* [Direction]:
Could you arrange the rows between the lines holding "Can you find the white" and "[[259, 187]]", inclusive, as a two-column CSV headed text and points? Give one CSV line for each row, with each value in its own quoted field and any line breaks turned into spaces.

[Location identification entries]
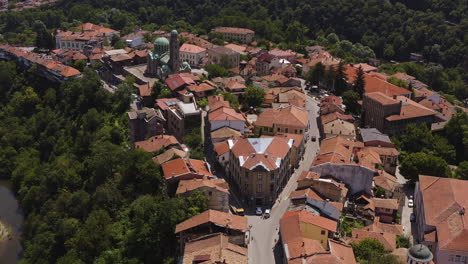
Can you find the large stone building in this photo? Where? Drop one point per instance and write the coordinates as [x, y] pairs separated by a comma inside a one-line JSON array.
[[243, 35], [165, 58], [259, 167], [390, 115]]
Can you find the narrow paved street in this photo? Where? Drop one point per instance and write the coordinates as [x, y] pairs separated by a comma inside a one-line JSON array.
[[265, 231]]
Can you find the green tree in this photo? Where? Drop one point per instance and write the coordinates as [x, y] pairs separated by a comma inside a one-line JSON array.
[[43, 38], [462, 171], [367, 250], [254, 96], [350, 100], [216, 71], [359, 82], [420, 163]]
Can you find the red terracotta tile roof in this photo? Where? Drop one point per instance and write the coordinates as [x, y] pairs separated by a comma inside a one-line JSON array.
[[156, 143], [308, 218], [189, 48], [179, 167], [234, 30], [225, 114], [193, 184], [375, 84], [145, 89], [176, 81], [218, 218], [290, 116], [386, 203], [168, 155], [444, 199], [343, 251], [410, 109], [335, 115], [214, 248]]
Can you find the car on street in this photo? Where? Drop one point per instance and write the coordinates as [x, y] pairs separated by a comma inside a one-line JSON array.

...

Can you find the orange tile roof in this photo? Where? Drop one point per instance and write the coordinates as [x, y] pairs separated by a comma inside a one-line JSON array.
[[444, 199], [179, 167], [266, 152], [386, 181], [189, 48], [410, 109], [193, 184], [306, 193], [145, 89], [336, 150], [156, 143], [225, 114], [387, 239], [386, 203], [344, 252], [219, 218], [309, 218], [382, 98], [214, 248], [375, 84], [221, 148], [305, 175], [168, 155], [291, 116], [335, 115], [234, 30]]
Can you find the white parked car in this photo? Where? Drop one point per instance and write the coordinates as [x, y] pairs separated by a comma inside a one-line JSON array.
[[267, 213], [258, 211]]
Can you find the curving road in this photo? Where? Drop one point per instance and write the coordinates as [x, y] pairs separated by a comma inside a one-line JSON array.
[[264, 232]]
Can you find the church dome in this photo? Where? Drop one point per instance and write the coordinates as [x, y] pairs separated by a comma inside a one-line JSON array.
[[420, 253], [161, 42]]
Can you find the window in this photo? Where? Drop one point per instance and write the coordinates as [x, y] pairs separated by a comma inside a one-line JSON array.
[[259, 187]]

* [Problem solution]:
text,points
"Can you find the white parked car in this photo? Where? Drop one point per instance and write the coordinates as [x, y] pairs separated by a comma inside a one-line JSON array.","[[267, 213], [258, 211]]"
"Can you find the curving road in this photo? Where? Drop one point per instance and write the coordinates as [x, y] pairs separated by a comma inside a one-line JSON array.","[[264, 232]]"
"Can you find the church dome in this photo? Where? Drop one point per instance and write the coordinates as [x, y] pairs separated by a comma inside a one-line JSON array.","[[420, 253], [161, 42]]"
"Can you find the window in this photo? Where? Drop one point per instance and write the coordinates as [x, y] pairs separated by a comma inside a one-line JSON array.","[[259, 187]]"